[The request] Reproduce the stretch from the line containing "TARGET = sailboat" through the end of the lines, keeping every line, and shift each coordinate pair by adding 77 to both of its numbers.

[Dataset rows]

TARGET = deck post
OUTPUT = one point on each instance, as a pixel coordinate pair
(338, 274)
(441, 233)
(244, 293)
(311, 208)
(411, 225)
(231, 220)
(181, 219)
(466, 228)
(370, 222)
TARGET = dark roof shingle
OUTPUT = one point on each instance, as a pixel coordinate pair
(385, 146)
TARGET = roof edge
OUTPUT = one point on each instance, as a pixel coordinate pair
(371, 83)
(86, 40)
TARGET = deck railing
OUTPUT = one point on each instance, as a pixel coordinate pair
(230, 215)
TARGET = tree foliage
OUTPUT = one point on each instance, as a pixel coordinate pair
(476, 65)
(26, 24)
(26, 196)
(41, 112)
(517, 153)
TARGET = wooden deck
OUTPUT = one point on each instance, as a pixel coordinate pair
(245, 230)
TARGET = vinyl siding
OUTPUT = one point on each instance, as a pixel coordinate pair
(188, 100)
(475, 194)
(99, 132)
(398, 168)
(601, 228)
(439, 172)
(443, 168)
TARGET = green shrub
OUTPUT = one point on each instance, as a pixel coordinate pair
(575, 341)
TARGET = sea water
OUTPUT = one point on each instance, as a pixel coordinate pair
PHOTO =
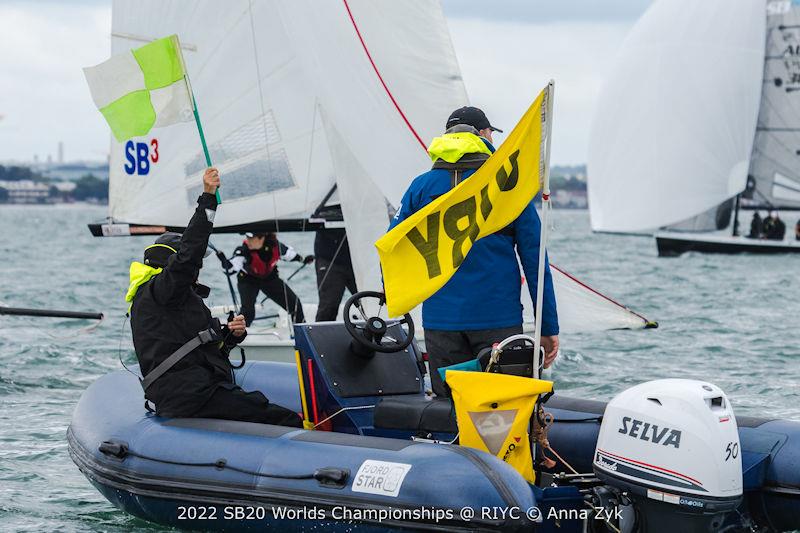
(731, 320)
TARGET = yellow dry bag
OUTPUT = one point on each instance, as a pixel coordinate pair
(493, 412)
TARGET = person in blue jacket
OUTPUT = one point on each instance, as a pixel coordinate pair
(480, 305)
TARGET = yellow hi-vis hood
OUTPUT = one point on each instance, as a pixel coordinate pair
(452, 146)
(140, 274)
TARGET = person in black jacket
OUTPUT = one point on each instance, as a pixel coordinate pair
(256, 262)
(334, 271)
(167, 311)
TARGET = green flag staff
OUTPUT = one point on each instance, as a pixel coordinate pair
(537, 332)
(197, 117)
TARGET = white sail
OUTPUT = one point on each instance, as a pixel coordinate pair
(387, 76)
(582, 308)
(674, 124)
(296, 95)
(774, 169)
(257, 111)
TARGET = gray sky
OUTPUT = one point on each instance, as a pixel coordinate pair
(507, 49)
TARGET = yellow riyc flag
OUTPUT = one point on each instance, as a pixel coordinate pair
(421, 253)
(493, 412)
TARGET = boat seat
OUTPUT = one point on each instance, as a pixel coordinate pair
(415, 413)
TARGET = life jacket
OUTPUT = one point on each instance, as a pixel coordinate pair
(139, 275)
(259, 267)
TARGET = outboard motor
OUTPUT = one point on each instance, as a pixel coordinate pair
(669, 450)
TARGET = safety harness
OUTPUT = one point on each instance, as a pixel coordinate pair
(207, 336)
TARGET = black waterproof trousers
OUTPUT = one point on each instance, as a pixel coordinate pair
(447, 348)
(231, 402)
(275, 289)
(332, 280)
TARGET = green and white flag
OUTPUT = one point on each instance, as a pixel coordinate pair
(141, 89)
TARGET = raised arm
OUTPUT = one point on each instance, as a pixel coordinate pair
(183, 268)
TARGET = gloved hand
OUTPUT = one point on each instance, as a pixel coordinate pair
(226, 264)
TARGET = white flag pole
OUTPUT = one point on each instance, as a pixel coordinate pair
(547, 111)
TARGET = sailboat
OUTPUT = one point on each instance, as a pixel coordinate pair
(698, 127)
(317, 115)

[The solution]
TARGET = sailboat
OUTPUT = one point on each instance, as a pixel coordinate pair
(775, 204)
(394, 192)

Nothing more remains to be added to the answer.